* _PROBLEM STATEMENT_
Copy the lines below word for word.

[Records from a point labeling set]
>> begin

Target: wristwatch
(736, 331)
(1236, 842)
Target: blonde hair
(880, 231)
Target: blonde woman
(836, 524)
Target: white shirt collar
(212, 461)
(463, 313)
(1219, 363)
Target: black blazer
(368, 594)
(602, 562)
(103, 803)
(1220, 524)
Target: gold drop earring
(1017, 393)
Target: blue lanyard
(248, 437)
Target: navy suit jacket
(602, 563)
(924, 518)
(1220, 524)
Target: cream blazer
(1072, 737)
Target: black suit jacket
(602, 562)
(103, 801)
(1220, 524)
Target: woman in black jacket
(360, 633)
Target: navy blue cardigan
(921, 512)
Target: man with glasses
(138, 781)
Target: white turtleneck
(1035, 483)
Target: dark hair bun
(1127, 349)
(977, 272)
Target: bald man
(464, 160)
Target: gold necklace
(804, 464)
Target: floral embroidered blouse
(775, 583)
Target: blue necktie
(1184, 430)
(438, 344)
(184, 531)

>> end

* _FULL RESPONSE_
Target: wristwatch
(736, 331)
(1236, 842)
Target: blonde hair
(880, 231)
Target: blonde woman
(836, 524)
Target: white shirt collar
(212, 461)
(463, 313)
(1219, 363)
Target: black blazer
(368, 594)
(602, 562)
(103, 803)
(1220, 524)
Target: gold drop earring
(1017, 393)
Target: blue lanyard
(248, 437)
Target: navy suit jacket
(602, 563)
(924, 518)
(1220, 524)
Target: cream blazer
(1072, 737)
Target: black suit jacket
(602, 562)
(103, 801)
(1220, 524)
Target: woman in black jacket
(360, 633)
Target: navy blue cardigan
(921, 512)
Target: man with glasses
(138, 781)
Target: white turtleneck
(1035, 483)
Target: dark hair bun
(1127, 349)
(977, 272)
Target: bald man
(464, 160)
Target: gold necklace
(804, 464)
Target: floral embroidered blouse
(775, 583)
Target: blue necktie
(1184, 430)
(438, 344)
(184, 531)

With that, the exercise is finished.